[What to produce]
Provide an exact reproduction of every entry.

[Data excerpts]
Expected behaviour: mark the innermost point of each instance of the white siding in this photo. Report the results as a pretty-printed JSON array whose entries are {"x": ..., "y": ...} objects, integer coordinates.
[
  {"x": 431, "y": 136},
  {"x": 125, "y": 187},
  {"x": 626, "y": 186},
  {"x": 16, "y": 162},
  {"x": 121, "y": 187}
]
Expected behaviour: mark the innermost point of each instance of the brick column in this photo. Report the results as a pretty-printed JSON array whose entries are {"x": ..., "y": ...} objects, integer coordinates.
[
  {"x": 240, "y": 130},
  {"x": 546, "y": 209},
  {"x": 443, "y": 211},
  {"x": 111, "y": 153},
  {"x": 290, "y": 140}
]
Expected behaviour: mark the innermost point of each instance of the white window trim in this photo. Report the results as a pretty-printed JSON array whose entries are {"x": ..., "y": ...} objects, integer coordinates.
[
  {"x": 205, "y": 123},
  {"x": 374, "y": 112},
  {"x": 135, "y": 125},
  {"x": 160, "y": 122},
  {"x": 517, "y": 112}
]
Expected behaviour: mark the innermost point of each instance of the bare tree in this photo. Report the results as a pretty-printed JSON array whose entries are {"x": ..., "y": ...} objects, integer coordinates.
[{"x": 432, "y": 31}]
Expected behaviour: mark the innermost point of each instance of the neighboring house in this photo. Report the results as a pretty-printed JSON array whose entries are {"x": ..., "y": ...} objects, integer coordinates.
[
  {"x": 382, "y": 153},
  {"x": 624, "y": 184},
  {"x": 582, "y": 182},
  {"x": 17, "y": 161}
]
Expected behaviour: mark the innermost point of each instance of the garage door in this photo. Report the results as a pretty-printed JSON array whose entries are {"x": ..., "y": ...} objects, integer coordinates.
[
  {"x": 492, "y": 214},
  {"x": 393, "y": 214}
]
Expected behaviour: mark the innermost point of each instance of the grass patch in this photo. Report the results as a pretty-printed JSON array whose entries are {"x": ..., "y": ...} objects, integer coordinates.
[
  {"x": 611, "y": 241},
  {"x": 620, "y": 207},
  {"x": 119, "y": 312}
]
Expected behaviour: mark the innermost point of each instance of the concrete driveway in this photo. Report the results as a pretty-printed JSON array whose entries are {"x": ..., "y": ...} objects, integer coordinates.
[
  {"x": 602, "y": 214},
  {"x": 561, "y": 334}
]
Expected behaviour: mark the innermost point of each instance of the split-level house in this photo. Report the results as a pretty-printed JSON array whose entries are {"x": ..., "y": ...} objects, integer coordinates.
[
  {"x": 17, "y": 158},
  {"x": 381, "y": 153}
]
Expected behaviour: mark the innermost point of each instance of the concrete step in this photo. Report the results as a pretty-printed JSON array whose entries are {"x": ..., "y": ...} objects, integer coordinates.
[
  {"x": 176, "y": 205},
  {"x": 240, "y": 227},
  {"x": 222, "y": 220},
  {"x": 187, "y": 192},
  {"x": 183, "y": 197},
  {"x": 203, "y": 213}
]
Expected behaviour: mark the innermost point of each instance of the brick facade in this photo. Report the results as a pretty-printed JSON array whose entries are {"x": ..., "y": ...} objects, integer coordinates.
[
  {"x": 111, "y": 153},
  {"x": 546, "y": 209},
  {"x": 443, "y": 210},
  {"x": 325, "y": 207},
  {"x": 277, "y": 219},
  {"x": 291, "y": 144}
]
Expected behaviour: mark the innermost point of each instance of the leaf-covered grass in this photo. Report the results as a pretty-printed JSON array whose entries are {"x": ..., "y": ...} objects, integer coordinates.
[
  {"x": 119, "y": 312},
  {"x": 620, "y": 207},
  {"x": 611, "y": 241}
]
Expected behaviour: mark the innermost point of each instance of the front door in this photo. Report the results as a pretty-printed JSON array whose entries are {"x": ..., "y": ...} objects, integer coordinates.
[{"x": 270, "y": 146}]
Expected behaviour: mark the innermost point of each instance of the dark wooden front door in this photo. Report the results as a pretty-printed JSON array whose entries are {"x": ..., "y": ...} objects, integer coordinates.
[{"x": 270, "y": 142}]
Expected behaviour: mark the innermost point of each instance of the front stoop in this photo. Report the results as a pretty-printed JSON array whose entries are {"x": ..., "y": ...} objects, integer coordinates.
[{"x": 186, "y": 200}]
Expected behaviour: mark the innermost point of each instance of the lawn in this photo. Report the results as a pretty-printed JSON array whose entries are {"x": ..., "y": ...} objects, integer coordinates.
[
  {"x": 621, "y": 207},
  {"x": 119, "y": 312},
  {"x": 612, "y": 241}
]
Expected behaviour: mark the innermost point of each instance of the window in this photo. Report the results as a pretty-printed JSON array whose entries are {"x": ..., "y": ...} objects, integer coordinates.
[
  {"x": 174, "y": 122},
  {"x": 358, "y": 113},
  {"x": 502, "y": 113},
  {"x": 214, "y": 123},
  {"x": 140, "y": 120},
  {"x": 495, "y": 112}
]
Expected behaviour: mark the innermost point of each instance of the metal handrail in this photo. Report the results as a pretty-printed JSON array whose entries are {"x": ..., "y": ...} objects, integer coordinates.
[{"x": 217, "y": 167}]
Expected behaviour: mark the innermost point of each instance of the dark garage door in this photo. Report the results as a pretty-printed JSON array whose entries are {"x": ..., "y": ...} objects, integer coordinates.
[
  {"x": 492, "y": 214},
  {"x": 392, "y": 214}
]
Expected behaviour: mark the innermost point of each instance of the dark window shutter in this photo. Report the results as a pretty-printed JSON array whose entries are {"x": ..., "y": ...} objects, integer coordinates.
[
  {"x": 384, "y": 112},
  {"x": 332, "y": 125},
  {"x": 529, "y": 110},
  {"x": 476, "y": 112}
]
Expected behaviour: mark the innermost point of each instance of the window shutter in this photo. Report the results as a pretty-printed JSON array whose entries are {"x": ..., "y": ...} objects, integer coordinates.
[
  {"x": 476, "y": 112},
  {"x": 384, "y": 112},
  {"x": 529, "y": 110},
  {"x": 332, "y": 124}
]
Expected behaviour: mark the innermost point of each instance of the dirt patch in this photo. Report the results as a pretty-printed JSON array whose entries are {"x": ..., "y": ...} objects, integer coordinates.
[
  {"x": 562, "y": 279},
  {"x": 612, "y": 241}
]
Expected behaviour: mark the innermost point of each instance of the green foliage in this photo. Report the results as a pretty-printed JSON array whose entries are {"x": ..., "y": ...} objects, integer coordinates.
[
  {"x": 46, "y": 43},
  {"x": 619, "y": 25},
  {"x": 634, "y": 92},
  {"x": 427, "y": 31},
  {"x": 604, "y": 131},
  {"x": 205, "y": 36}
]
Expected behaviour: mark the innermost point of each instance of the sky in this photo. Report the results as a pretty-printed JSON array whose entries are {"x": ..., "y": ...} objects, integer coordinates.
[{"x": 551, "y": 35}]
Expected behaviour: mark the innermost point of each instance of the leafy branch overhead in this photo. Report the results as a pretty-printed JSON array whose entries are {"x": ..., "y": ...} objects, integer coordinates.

[Answer to the exercise]
Expected behaviour: mark the innermost point of each instance of the white siding in this photo. Report the results as a pretty-printed JSON array whose entries are {"x": ..., "y": ...} objects, integer coordinates.
[
  {"x": 431, "y": 136},
  {"x": 125, "y": 187},
  {"x": 626, "y": 186},
  {"x": 16, "y": 162},
  {"x": 121, "y": 187}
]
Expected behaviour: mark the innermost point of each instance of the brick column in this photo. Report the results as a pretty-printed JSON array whose entries are {"x": ..., "y": ...} objects, integer coordinates.
[
  {"x": 240, "y": 130},
  {"x": 546, "y": 209},
  {"x": 443, "y": 211},
  {"x": 111, "y": 153},
  {"x": 290, "y": 140}
]
Expected behaviour: mark the innermost point of each instance of the white window trim in this photo. Report the results as a pretty-printed JSON array whose entries are {"x": ..., "y": ...} objects, integer coordinates.
[
  {"x": 205, "y": 123},
  {"x": 374, "y": 112},
  {"x": 135, "y": 125},
  {"x": 160, "y": 122},
  {"x": 517, "y": 112}
]
Expected behaviour: mark the innermost point of each instance of the bare tree in this photo. Report the results as a pretty-printed JSON array whose entries are {"x": ..., "y": ...} objects, integer coordinates.
[{"x": 432, "y": 31}]
Expected behaviour: mark the innermost point of each instance of the neighboring house in this photo. Report the results as a pretty-printed JSON array whose entries are {"x": ..., "y": ...} objects, integer coordinates.
[
  {"x": 382, "y": 153},
  {"x": 624, "y": 184},
  {"x": 582, "y": 182},
  {"x": 17, "y": 161}
]
Expected behaviour: mark the innermost point of each instance of the garage door in this photo. Report the results as a pretty-printed JSON array whose entries are {"x": ..., "y": ...} objects, integer coordinates.
[
  {"x": 492, "y": 214},
  {"x": 393, "y": 214}
]
Expected behaviour: mark the innermost point of each instance of the grass patch in this photo. Report the results as a pretty-printed JSON array whose entries are {"x": ..., "y": ...} objects, integer coordinates.
[
  {"x": 611, "y": 241},
  {"x": 620, "y": 207},
  {"x": 119, "y": 312}
]
Expected behaviour: mark the innermost point of each instance of the concrete driveway in this photo. Report the results as a pretty-printed JSON array whose entries are {"x": ..., "y": ...} objects, integer coordinates.
[
  {"x": 602, "y": 214},
  {"x": 561, "y": 334}
]
Expected behaviour: mark the innermost point of each instance of the split-level house in this photo. Report the results as a pretty-printed JSON array whose entries are {"x": ..., "y": ...} objects, integer coordinates.
[
  {"x": 17, "y": 158},
  {"x": 381, "y": 153}
]
Expected behaviour: mark the innermost point of each instance of the concrete step in this photo. Report the results as a pretty-printed JSON array whose entries are {"x": ..., "y": ...} objects, integer coordinates.
[
  {"x": 176, "y": 205},
  {"x": 240, "y": 227},
  {"x": 222, "y": 220},
  {"x": 187, "y": 192},
  {"x": 183, "y": 197},
  {"x": 203, "y": 213}
]
Expected behaviour: mark the innermost point of each instance of the brick facade in this photo. Report the results as a pretty-printed JSON array whose entries are {"x": ..., "y": ...} objects, integer coordinates.
[
  {"x": 111, "y": 153},
  {"x": 546, "y": 209},
  {"x": 443, "y": 210},
  {"x": 325, "y": 207},
  {"x": 277, "y": 219},
  {"x": 291, "y": 144}
]
Expected behaviour: mark the innermost point of each instance of the leaf-covered grass in this photo. Report the results as a pretty-printed JSON array whose entries are {"x": ..., "y": ...} objects, integer coordinates.
[
  {"x": 119, "y": 312},
  {"x": 620, "y": 207},
  {"x": 611, "y": 241}
]
Expected behaviour: mark the innermost point of each instance of the front door in this photo. Report the results as a pretty-printed JSON array whose entries are {"x": ..., "y": ...} objects, integer coordinates.
[{"x": 270, "y": 146}]
Expected behaviour: mark the innermost point of each instance of the dark wooden front door in this photo. Report the results as a pretty-printed JSON array whose entries are {"x": ..., "y": ...} objects, integer coordinates.
[{"x": 270, "y": 142}]
Expected behaviour: mark the innermost point of each instance of the front stoop in this photo. Report the results as a pretty-printed JSON array whose entries are {"x": ..., "y": ...} objects, integer coordinates.
[{"x": 186, "y": 200}]
Expected behaviour: mark the innermost point of each instance of the lawn in this photo. Report the results as a pretty-printed JSON array whose entries are {"x": ..., "y": ...} objects, integer coordinates.
[
  {"x": 621, "y": 207},
  {"x": 119, "y": 312},
  {"x": 612, "y": 241}
]
Expected behaviour: mark the innermost point of each instance of the window in this photo. Report the results as a pretty-printed JSON array whose entries are {"x": ..., "y": ...} objects, integer coordinates.
[
  {"x": 174, "y": 122},
  {"x": 358, "y": 113},
  {"x": 502, "y": 113},
  {"x": 214, "y": 123},
  {"x": 140, "y": 120},
  {"x": 495, "y": 112}
]
Expected behaviour: mark the innermost point of each instance of the metal handrail in this photo. Report the results as a pretty-printed JSON array whose entries are {"x": ..., "y": ...} objects, integer coordinates.
[{"x": 217, "y": 167}]
Expected behaviour: mark the innermost point of each instance of the dark garage door in this photo. Report the results as a pretty-printed JSON array whose entries are {"x": ..., "y": ...} objects, integer coordinates.
[
  {"x": 492, "y": 214},
  {"x": 392, "y": 214}
]
Expected behaviour: mark the innermost point of each instance of the dark window shutter in this photo. Report the results as a pretty-printed JSON array whose entries are {"x": ..., "y": ...} objects, integer coordinates.
[
  {"x": 384, "y": 112},
  {"x": 332, "y": 125},
  {"x": 529, "y": 110},
  {"x": 476, "y": 112}
]
Expected behaviour: mark the innermost point of each instance of the window shutter in this photo. Report the results as a pretty-printed JSON array whose entries are {"x": ..., "y": ...} objects, integer coordinates.
[
  {"x": 476, "y": 112},
  {"x": 384, "y": 112},
  {"x": 529, "y": 110},
  {"x": 332, "y": 124}
]
Expected behaviour: mark the innermost point of each instance of the dirt patch in this photo. Report the results as a pretty-printed JSON array whose entries are {"x": ..., "y": ...} objects, integer coordinates.
[
  {"x": 562, "y": 279},
  {"x": 612, "y": 241}
]
Expected behaviour: mark the innermost point of each instance of the green foliage in this photo. Report the results as a pretty-printed JSON array whose entries are {"x": ..., "y": ...} objects, integer coordinates.
[
  {"x": 46, "y": 43},
  {"x": 619, "y": 25},
  {"x": 634, "y": 92},
  {"x": 427, "y": 31},
  {"x": 604, "y": 131},
  {"x": 205, "y": 36}
]
Expected behaviour: mark the innermost point of each instance of the sky in this photo. Report the results as a pretty-printed JSON array whose entries are {"x": ..., "y": ...} objects, integer coordinates.
[{"x": 551, "y": 35}]
Expected behaviour: mark the innermost point of each instance of the leafy branch overhead in this photo. Report the results as a pretty-printed JSON array whose entries are {"x": ..., "y": ...} objects, integer coordinates.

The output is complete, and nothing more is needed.